Set down, word for word, the stretch of lines from the one containing "# pin one keypoint for each instance of the lotion" to the end of the records below.

BEGIN RECORDS FOR THE TASK

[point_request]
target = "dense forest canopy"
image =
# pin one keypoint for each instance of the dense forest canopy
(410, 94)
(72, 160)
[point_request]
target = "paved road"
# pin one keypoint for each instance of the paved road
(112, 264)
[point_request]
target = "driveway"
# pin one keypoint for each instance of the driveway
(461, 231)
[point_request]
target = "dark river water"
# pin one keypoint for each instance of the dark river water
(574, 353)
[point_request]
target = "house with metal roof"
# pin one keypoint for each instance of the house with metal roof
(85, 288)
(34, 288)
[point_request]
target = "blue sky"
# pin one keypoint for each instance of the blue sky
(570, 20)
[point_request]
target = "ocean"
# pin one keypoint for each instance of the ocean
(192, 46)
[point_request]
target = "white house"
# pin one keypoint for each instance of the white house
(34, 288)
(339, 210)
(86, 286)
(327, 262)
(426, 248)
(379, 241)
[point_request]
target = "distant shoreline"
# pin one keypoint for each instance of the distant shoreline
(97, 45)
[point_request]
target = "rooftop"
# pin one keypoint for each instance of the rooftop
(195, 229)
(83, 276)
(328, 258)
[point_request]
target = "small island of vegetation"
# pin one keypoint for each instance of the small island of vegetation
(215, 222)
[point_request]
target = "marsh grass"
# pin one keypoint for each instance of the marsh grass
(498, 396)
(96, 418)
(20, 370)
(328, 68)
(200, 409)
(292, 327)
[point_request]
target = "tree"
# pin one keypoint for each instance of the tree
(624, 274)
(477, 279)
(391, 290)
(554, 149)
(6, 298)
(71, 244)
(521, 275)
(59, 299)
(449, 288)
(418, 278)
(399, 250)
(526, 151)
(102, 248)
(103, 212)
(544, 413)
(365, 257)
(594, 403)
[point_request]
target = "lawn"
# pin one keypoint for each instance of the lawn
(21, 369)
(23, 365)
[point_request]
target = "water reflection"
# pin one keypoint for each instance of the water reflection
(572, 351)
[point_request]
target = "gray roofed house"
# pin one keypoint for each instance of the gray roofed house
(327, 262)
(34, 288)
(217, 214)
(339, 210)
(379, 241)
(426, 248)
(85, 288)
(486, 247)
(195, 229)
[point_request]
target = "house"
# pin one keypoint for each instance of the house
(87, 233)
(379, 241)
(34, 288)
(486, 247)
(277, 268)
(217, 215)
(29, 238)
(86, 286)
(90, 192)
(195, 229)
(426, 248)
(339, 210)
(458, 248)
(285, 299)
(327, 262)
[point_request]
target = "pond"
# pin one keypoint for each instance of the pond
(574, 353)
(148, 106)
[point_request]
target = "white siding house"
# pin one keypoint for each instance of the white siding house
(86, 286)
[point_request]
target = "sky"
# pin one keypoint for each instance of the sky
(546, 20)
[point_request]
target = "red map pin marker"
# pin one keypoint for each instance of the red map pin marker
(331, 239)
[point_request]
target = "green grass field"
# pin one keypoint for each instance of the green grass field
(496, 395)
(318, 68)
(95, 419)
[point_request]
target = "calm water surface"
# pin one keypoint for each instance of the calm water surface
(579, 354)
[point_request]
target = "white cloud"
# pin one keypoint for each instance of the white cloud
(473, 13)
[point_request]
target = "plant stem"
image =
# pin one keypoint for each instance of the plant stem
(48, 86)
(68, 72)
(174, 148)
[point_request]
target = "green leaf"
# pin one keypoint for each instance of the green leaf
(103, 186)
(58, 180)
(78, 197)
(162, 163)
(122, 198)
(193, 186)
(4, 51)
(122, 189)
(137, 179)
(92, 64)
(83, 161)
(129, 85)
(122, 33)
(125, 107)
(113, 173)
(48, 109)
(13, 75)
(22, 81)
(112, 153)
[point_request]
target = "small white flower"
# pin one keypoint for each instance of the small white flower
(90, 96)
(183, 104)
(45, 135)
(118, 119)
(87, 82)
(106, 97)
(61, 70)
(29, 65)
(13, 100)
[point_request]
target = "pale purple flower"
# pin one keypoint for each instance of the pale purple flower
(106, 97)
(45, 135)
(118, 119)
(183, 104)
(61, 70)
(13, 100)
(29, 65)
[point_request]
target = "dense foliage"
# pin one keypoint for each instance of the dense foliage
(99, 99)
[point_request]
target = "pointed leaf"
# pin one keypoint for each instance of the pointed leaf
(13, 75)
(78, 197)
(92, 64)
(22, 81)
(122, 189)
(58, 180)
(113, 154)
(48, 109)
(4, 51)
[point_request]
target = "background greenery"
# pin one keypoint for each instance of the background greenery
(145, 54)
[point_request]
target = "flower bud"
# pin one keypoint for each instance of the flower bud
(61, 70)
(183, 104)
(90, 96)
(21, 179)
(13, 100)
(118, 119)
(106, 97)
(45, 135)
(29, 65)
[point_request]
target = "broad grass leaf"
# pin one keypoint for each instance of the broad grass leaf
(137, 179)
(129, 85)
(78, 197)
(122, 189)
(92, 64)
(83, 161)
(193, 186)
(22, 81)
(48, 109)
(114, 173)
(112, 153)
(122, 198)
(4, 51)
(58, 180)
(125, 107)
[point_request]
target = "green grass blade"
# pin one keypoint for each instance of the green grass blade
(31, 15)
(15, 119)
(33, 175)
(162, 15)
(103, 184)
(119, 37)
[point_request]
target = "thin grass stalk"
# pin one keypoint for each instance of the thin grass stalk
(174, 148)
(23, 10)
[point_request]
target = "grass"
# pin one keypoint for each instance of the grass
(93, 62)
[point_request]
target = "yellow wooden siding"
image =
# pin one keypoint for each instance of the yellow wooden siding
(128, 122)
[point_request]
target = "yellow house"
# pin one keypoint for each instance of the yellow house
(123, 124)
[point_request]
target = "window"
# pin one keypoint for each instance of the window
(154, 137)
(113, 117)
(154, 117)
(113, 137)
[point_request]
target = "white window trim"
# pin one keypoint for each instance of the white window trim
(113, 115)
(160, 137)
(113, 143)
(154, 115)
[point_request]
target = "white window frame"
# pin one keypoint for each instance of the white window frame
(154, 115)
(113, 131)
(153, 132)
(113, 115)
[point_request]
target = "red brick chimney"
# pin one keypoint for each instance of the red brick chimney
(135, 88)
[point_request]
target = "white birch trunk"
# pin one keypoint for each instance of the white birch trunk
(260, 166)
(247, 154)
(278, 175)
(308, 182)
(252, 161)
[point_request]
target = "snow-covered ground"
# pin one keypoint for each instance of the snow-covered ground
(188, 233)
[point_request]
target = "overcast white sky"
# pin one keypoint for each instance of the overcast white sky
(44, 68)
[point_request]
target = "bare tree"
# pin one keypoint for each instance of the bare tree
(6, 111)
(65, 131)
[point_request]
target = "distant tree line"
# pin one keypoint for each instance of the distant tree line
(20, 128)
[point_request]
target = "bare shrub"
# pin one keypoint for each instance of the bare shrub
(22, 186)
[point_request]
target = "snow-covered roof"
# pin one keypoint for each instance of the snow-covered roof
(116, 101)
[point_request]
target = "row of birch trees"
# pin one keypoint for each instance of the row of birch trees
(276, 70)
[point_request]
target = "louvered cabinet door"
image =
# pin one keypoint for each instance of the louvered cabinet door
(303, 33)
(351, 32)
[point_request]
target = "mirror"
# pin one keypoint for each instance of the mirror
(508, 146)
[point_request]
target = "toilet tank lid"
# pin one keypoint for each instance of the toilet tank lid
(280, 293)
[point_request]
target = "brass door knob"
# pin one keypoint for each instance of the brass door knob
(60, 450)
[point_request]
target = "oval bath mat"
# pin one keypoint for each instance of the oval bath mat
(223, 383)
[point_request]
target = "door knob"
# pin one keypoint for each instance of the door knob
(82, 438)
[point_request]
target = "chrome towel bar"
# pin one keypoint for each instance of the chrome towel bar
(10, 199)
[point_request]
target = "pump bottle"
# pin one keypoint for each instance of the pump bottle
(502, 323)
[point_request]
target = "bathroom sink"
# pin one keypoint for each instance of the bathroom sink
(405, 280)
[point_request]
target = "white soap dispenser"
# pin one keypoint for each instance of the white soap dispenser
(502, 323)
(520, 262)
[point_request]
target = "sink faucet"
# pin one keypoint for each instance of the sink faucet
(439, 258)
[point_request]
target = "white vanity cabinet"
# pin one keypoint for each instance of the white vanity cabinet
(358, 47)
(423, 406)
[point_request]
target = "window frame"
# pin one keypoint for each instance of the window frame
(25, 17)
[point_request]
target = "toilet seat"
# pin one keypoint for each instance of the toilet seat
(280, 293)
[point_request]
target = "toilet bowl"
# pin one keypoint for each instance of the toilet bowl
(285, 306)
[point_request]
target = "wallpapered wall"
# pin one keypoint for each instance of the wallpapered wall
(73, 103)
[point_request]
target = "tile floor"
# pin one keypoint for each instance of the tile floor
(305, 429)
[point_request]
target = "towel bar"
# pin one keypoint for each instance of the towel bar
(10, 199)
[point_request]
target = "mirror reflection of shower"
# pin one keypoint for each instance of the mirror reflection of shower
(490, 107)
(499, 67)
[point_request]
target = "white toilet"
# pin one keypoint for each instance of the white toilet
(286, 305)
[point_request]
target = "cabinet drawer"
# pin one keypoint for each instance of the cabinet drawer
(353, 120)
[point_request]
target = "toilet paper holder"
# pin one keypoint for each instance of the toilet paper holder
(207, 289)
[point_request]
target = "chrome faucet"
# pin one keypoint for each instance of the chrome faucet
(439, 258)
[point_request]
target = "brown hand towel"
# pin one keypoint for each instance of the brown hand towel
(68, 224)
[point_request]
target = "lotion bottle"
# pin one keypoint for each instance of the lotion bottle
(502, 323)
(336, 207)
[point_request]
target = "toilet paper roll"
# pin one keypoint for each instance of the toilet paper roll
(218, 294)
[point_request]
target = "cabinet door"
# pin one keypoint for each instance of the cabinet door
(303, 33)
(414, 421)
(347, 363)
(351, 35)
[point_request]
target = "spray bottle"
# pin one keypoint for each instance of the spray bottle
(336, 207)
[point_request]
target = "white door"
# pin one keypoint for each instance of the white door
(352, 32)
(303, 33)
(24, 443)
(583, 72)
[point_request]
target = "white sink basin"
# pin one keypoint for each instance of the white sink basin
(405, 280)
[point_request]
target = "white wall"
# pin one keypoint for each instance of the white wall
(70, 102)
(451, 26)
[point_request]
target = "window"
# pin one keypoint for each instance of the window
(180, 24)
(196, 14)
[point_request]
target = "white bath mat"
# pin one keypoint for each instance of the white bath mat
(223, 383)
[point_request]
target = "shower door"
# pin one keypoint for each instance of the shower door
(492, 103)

END RECORDS FOR THE TASK

### RESULT:
# pin one keypoint for each instance of the lotion bottle
(502, 323)
(336, 207)
[point_request]
target = "toilet paper roll"
# pin one keypoint for each instance of the toilet paper roll
(218, 294)
[point_request]
target = "cabinet door"
# pin one keypoint for each instance of the cabinet door
(303, 33)
(414, 421)
(347, 363)
(351, 35)
[point_request]
target = "spray bottle"
# pin one keypoint for each instance of the spray bottle
(336, 207)
[point_request]
target = "white door"
# pin one keypoint for each instance of the white door
(352, 32)
(303, 33)
(24, 443)
(583, 72)
[point_request]
target = "white sink basin"
# pin one keypoint for each instance of the white sink basin
(405, 280)
[point_request]
target = "white wall"
# pin one keypoint for each instance of the white wall
(70, 102)
(451, 26)
[point_request]
target = "window"
# pin one keypoint for each instance of the window
(180, 24)
(196, 14)
[point_request]
target = "white bath mat"
# pin one keypoint for each instance of the white bath mat
(223, 383)
[point_request]
target = "shower door"
# pin one keypoint for each instance of the shower door
(492, 103)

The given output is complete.